*Given task:* Rewrite the items from the line with "identify the vaulted" up to and including the line with "left=126, top=0, right=601, bottom=141", requests included. Offset each answer coordinate by adding 112 to it.

━━ Extracted records

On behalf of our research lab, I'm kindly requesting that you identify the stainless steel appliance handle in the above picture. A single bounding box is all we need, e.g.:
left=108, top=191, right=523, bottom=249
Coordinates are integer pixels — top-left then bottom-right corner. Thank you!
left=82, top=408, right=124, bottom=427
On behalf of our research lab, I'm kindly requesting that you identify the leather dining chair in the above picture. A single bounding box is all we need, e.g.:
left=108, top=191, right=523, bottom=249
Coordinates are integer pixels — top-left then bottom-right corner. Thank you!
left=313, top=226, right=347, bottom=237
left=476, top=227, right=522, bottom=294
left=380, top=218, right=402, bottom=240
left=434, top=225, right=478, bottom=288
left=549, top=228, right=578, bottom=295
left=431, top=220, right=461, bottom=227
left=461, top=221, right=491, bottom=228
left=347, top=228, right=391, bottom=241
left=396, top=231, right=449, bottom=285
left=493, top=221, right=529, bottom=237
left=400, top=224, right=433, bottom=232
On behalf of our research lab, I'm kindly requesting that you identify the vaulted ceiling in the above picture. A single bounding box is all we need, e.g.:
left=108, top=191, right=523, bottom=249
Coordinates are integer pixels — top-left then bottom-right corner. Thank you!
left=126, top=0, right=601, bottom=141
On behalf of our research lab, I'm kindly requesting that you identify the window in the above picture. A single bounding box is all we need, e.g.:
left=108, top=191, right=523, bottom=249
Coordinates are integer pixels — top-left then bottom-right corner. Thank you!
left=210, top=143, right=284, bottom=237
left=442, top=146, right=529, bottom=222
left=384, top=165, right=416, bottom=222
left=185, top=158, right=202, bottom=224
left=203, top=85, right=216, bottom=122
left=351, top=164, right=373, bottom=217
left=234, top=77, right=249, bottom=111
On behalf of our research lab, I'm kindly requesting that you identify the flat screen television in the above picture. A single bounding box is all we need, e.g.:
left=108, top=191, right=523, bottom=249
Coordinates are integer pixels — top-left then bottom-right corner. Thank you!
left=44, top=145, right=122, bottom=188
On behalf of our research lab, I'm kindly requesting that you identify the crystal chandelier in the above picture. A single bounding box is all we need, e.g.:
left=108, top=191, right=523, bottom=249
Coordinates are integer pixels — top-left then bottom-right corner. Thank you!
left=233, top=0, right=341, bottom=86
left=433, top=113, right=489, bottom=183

━━━━

*The solution:*
On behalf of our research lab, I'm kindly requesting that you identify the vaulted ceiling in the above picture. A single bounding box is all we need, e.g.:
left=108, top=191, right=523, bottom=249
Coordinates are integer pixels — top-left then bottom-right corner. Thank you!
left=238, top=112, right=713, bottom=253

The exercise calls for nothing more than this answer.